Pick out every line in the data below that contains the word "region", matching case exactly, and copy each one in full.

*** Provided data ***

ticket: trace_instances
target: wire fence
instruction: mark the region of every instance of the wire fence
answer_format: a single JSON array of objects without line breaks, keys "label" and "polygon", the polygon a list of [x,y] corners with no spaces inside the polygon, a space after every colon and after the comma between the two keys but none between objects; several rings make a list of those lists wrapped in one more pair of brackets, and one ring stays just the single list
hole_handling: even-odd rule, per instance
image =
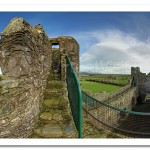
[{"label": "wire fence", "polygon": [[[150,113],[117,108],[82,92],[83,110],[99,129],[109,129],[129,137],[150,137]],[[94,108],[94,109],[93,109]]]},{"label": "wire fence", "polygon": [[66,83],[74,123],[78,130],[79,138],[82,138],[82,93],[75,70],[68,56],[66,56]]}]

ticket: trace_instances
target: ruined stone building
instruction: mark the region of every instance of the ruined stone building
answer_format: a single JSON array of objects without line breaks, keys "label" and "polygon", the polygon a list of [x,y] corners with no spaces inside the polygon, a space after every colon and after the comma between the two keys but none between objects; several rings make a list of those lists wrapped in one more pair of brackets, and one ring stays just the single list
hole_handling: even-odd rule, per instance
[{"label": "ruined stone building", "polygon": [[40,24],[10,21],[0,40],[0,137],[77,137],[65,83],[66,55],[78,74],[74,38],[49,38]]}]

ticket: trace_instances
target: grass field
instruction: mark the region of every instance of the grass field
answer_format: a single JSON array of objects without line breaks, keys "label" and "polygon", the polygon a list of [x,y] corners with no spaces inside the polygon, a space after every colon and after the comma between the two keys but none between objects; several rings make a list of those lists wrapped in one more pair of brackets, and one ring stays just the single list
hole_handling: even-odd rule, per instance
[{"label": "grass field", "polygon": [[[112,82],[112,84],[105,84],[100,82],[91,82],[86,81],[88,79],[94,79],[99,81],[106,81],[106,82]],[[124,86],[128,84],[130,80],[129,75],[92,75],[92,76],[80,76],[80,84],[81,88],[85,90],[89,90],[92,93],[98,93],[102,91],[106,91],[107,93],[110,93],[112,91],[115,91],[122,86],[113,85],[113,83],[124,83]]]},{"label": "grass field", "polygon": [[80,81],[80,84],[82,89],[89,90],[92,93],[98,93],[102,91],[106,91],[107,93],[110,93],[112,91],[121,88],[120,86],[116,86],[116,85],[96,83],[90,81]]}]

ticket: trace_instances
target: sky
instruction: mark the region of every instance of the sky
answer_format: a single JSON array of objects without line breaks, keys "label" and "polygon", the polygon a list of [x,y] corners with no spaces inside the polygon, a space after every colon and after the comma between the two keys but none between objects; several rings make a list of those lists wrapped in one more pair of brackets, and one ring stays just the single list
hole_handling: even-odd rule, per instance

***
*** Provided data ***

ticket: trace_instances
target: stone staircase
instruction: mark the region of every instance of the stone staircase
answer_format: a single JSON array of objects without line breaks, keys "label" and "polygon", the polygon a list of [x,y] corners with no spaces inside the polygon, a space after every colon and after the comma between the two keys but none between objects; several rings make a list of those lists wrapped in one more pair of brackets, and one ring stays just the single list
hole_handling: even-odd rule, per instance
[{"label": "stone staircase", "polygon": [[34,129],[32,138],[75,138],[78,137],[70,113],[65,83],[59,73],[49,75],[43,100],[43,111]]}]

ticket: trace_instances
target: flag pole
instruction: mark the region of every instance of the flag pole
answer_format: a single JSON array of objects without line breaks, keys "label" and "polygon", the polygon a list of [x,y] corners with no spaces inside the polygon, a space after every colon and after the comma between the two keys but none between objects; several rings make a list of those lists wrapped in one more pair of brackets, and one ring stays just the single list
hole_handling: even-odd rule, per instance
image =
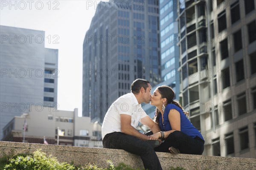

***

Solution for this exercise:
instruction: mark the region of every instance of the wire fence
instruction: mark the region of every instance of the ruined stone building
instruction: mark the region of every instance of the grass field
instruction: mark the region of every instance of the sky
instruction: mark the region of every instance of the stone staircase
instruction: mark the region of every instance of the flag pole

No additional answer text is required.